Employee Interaction with Infringing Content May Disqualify a Service Provider from DMCA Safe Harbor: SDNY | Practical Law

Employee Interaction with Infringing Content May Disqualify a Service Provider from DMCA Safe Harbor: SDNY | Practical Law

In Capitol Records, LLC v. Vimeo, LLC d/b/a Vimeo.com, the US District Court for the Southern District of New York held, among other things, that a trier of fact could find that the interaction of an online service provider's employees with infringing content gives the provider actual or red flag knowledge of the infringing content sufficient to disqualify the provider from protection under the Digital Millennium Copyright Act (DMCA) 512(c) safe harbor.

Employee Interaction with Infringing Content May Disqualify a Service Provider from DMCA Safe Harbor: SDNY

by Practical Law Intellectual Property & Technology
Published on 24 Sep 2013USA (National/Federal)
In Capitol Records, LLC v. Vimeo, LLC d/b/a Vimeo.com, the US District Court for the Southern District of New York held, among other things, that a trier of fact could find that the interaction of an online service provider's employees with infringing content gives the provider actual or red flag knowledge of the infringing content sufficient to disqualify the provider from protection under the Digital Millennium Copyright Act (DMCA) 512(c) safe harbor.
On September 18, 2013, the US District Court for the Southern District of New York issued an opinion in Capitol Records, LLC v. Vimeo, LLC d/b/a Vimeo.com, a copyright infringement action based on videos containing plaintiffs' copyrighted music that were uploaded to defendant Vimeo's website. The court granted in part Vimeo's motion for summary judgment, finding Vimeo was entitled to safe harbor protection under section 512(c) of the Digital Millennium Copyright Act (DMCA) for 144 of the uploaded videos, except for any videos containing pre-1972 sound recordings. The court denied summary judgment for 55 uploaded videos, finding there were triable questions of fact on whether:
  • Vimeo acquired actual or red flag knowledge of the infringing content when its employees interacted with those videos.
  • Ten videos uploaded by Vimeo employees were "stored at the direction of a user" as required by the 512(c) safe harbor.

Task 1:
According to the Vimeo case summary, for how many uploaded videos did the court find Vimeo entitled to safe harbor protection under section 512(c)?
Task 2:
Extend the Vimeo case summary beyond its final bullet point.
These lines come from a separate source.

(Point placement records)
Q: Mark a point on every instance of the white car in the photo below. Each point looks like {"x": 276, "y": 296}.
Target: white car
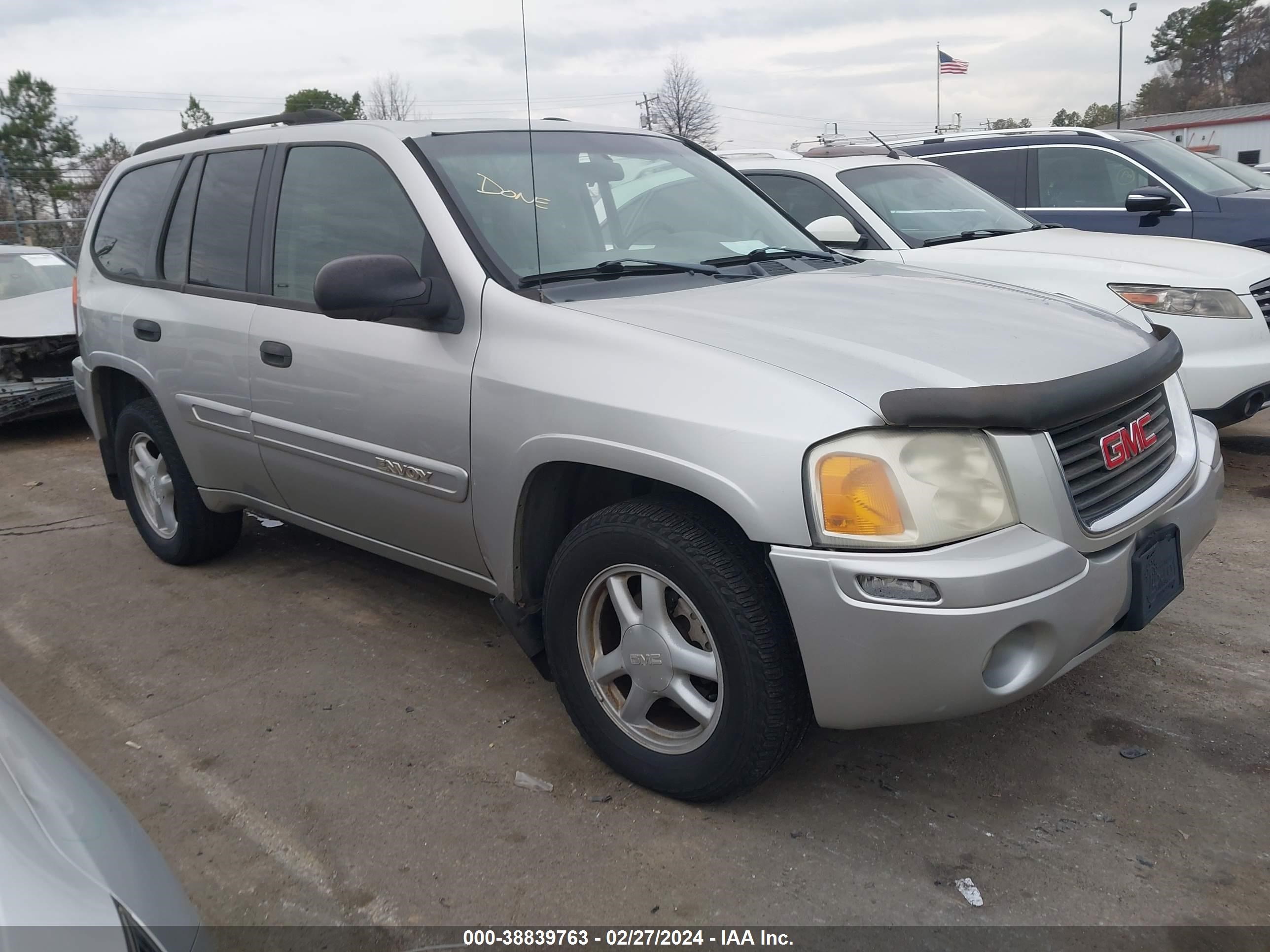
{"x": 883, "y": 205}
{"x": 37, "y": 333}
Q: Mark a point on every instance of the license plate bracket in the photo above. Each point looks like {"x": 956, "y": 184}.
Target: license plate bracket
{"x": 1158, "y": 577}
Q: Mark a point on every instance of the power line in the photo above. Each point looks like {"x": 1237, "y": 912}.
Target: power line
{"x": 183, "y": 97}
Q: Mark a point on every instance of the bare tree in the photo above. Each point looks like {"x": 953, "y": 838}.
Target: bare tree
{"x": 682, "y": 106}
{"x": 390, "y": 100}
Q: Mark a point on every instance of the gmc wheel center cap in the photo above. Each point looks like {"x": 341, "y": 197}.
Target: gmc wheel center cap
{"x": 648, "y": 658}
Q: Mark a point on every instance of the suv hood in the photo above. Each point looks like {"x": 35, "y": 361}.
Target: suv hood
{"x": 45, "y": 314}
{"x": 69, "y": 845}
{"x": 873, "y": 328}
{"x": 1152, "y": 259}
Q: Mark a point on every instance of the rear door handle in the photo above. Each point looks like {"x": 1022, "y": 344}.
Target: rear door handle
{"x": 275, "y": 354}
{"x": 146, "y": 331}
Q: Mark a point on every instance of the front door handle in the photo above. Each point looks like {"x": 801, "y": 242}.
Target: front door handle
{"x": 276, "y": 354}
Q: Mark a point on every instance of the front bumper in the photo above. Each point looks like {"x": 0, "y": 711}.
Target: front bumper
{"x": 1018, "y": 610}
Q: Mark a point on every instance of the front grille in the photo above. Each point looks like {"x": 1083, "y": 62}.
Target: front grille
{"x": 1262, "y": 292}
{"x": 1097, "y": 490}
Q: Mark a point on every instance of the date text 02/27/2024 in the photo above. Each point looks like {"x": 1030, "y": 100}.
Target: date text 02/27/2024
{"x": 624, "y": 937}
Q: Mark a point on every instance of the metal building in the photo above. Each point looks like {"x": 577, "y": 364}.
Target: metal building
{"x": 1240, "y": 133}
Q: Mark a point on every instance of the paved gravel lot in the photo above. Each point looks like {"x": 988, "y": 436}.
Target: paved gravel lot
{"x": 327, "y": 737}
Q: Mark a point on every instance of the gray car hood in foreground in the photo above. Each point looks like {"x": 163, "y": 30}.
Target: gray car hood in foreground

Task output 1:
144 videos, except for any containing pre-1972 sound recordings.

Task output 2:
Finally, the court found that safe harbor protection did not extend to sound recordings recorded before 1972 and granted the plaintiffs' motion for summary judgment on the videos containing pre-1972 sound recordings.

Background

Defendant Vimeo owns and operates a website where users can upload, share and view original videos. In December 2009, record and music publishing companies Capitol Records, LLC, EMI Blackwood Music, Inc. and a host of other record companies (collectively Capitol) filed complaints against Vimeo alleging direct, contributory and vicarious copyright infringement for 199 uploaded videos that contained the plaintiffs' copyrighted music. Vimeo moved for summary judgment, asserting it was entitled to safe harbor protection under section 512(c) of the DMCA. Capitol cross-moved for partial summary judgment claiming that Vimeo was ineligible for safe harbor protection for any videos that contained pre-1972 sound recordings.

Outcome

In a lengthy decision, the court determined that:
  • Vimeo was entitled to section 512(c) safe harbor protection, and summary judgment, on 144 of the videos at issue, except for videos containing pre-1972 sound recordings.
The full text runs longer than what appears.